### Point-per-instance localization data
---+---

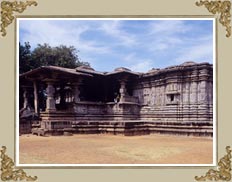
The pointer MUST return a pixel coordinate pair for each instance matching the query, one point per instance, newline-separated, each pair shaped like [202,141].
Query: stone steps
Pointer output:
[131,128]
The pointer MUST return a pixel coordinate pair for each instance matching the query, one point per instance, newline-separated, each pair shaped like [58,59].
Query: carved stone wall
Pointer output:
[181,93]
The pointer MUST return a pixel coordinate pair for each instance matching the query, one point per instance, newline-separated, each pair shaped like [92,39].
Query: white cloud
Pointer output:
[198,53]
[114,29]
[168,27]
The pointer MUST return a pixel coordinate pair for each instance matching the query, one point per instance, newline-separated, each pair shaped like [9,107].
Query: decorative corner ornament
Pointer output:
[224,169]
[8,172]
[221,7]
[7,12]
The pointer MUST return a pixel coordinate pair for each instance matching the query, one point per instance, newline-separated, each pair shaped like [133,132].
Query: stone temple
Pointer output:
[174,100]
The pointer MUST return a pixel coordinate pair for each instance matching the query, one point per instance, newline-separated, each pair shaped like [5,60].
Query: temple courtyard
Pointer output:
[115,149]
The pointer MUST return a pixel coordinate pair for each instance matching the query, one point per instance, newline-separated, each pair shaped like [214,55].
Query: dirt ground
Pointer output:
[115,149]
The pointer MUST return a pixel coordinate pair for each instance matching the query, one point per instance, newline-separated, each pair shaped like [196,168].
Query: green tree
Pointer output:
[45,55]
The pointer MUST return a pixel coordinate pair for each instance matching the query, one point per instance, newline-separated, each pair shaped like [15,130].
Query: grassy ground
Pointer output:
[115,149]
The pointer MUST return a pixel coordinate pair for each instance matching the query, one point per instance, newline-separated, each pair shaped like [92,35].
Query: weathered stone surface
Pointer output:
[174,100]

---+---

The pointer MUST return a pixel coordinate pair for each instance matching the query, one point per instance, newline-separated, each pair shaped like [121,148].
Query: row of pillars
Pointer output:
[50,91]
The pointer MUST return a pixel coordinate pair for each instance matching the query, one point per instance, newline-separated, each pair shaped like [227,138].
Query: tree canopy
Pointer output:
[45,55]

---+---

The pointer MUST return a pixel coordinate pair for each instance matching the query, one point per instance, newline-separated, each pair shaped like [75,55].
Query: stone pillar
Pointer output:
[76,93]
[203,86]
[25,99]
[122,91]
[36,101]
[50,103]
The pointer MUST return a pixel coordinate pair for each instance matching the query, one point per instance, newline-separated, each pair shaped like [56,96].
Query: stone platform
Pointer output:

---+---

### TO DO
In the entries above, please find the line with "shaped like [9,107]." and the line with "shaped like [214,55].", then write out exactly those two lines and every line between them, and nothing more.

### WRITTEN RESPONSE
The pointer MUST return a pixel coordinate pair for each instance matching the query, one point per instance, newline-separated, each pair shaped like [9,107].
Query: decorative corner ornament
Pointer output:
[224,169]
[8,172]
[221,7]
[7,12]
The pointer MUST return a pixel coordinate pair for each instance matching the query, one point per instance, newline-separated, each pair shaped like [133,132].
Query: stone temple
Pointer output:
[174,100]
The pointer MUST return a pixel coordinate pair for each instance matching the query, one point per instance, newline-separated, each pair shaped like [5,60].
Query: temple courtyard
Pointer output:
[115,149]
The pointer MUST return a pixel coordinate pair for each instance matching the query, one point per instance, newline-separated, each pair shaped like [214,55].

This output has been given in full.